What to do:
Copy out the listing that follows exactly, dropping every picture.
Given entries Start Marker
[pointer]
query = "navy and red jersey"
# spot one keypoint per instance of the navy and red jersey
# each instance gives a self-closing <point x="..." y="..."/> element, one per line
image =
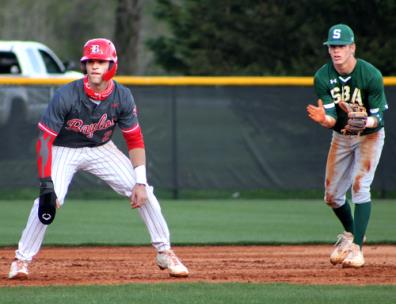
<point x="77" y="121"/>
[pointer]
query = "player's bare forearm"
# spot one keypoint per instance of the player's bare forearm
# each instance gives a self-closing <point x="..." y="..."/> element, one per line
<point x="318" y="114"/>
<point x="137" y="157"/>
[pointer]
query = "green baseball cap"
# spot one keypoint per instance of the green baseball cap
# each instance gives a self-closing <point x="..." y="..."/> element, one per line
<point x="340" y="34"/>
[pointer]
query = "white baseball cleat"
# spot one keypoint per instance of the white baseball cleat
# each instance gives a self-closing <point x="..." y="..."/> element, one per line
<point x="168" y="260"/>
<point x="354" y="258"/>
<point x="18" y="270"/>
<point x="342" y="246"/>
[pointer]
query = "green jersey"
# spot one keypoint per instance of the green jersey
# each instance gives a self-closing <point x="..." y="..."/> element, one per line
<point x="363" y="86"/>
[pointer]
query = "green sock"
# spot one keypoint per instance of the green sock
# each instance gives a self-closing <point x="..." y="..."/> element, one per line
<point x="362" y="216"/>
<point x="344" y="214"/>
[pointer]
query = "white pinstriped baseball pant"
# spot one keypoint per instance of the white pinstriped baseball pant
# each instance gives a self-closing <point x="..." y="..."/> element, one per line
<point x="111" y="165"/>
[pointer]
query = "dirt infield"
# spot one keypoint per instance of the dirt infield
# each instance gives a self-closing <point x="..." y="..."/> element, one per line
<point x="259" y="264"/>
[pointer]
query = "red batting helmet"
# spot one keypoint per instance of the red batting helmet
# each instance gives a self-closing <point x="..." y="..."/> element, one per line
<point x="100" y="49"/>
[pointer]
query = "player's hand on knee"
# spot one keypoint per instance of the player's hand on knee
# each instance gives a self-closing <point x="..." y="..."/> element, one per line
<point x="139" y="196"/>
<point x="47" y="201"/>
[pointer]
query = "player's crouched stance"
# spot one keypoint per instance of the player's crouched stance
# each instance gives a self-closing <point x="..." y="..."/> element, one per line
<point x="351" y="102"/>
<point x="75" y="134"/>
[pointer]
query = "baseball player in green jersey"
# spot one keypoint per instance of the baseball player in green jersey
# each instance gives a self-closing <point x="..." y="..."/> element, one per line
<point x="353" y="156"/>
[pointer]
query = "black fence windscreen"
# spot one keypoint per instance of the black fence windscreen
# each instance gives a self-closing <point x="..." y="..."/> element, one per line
<point x="206" y="137"/>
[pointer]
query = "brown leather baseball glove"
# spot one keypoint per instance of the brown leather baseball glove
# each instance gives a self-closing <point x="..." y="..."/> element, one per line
<point x="357" y="117"/>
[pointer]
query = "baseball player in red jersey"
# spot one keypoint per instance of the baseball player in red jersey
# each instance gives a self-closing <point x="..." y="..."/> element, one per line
<point x="75" y="134"/>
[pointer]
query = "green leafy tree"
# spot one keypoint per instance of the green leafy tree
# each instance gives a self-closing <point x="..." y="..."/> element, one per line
<point x="273" y="37"/>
Given entries End Marker
Answer box:
[pointer]
query = "navy and red jersey"
# spot one keypoint per instance of the navy and red jersey
# each instance gives a self-closing <point x="..." y="..."/> element, one per line
image =
<point x="77" y="121"/>
[pointer]
query = "player's bare forearm"
# spot one keypoint per instance of the player's bare forearm
# each instance gives a self-closing <point x="..." y="..."/> element, one per line
<point x="318" y="114"/>
<point x="137" y="157"/>
[pointer]
query = "green baseball cap"
# spot one keypoint per instance of the green baseball cap
# each instance gives a self-closing <point x="..." y="..."/> element, one per line
<point x="340" y="34"/>
[pointer]
query = "white baseball cleat"
# spot one keypoint per instance of the white baseball cleat
# each instance gives a self-closing <point x="..." y="..."/> element, one per line
<point x="168" y="260"/>
<point x="354" y="258"/>
<point x="18" y="270"/>
<point x="342" y="246"/>
[pointer]
query = "green jersey"
# spot one keypoint per instance of the green jersey
# each instance gives a self-closing <point x="..." y="..."/> element, one per line
<point x="363" y="86"/>
[pointer]
query = "green sock"
# spot one keypoint per instance of the green sock
# each instance gives a self-closing <point x="..." y="..."/> element, one per line
<point x="362" y="216"/>
<point x="344" y="214"/>
[pointer]
query = "white pinstriped baseball pant"
# spot one keypoint per instance of the white pinstriped baseball pant
# each instance gives a self-closing <point x="..." y="..."/> element, one per line
<point x="111" y="165"/>
[pointer]
query = "dirt infield"
# spot one keypoint per instance of the dirt infield
# each instance gives a self-closing <point x="..." y="..."/> element, one per line
<point x="259" y="264"/>
[pointer]
query = "red batting helmet"
# spot one keypoint per instance of the red batting helmet
# each instance gives a self-closing <point x="..." y="..."/> element, one per line
<point x="100" y="49"/>
[pointer]
query = "player's hand on knee"
# spot one keypoint per instance of the player's hand on knee
# each instance gives a self-closing <point x="..." y="..."/> element, one per line
<point x="139" y="196"/>
<point x="47" y="201"/>
[pointer]
query = "player's crouched stance"
# spot one keypoint per instance of the player's crouched stance
# each instance gives a self-closing <point x="..." y="..."/> element, one per line
<point x="351" y="102"/>
<point x="75" y="134"/>
[pointer]
query = "baseball player in green jersey"
# spot one keypoint per instance of the baseball player in green jersey
# each instance gives a self-closing <point x="..." y="..."/> element, one per line
<point x="353" y="156"/>
[pointer]
query = "black fence windscreen"
# spot one keypoint per instance of the black fence windscreen
# each instance gives a self-closing <point x="..." y="..."/> element, one per line
<point x="206" y="137"/>
[pointer]
query = "brown leather baseball glove"
# spot one keypoint per instance of the brown leather baseball glove
# each instance gives a self-closing <point x="..." y="..."/> element, one per line
<point x="357" y="117"/>
[pointer]
query = "baseball player in red jersey"
# spot one keypoint per instance of the baseball player in red jersey
# each instance gives a self-closing <point x="..." y="..."/> element, one per line
<point x="75" y="134"/>
[pointer]
query = "green leafy tree"
# spot one keypoint per instance of the green leafy tree
# each instance gives a self-closing <point x="..." y="..."/> element, one per line
<point x="273" y="37"/>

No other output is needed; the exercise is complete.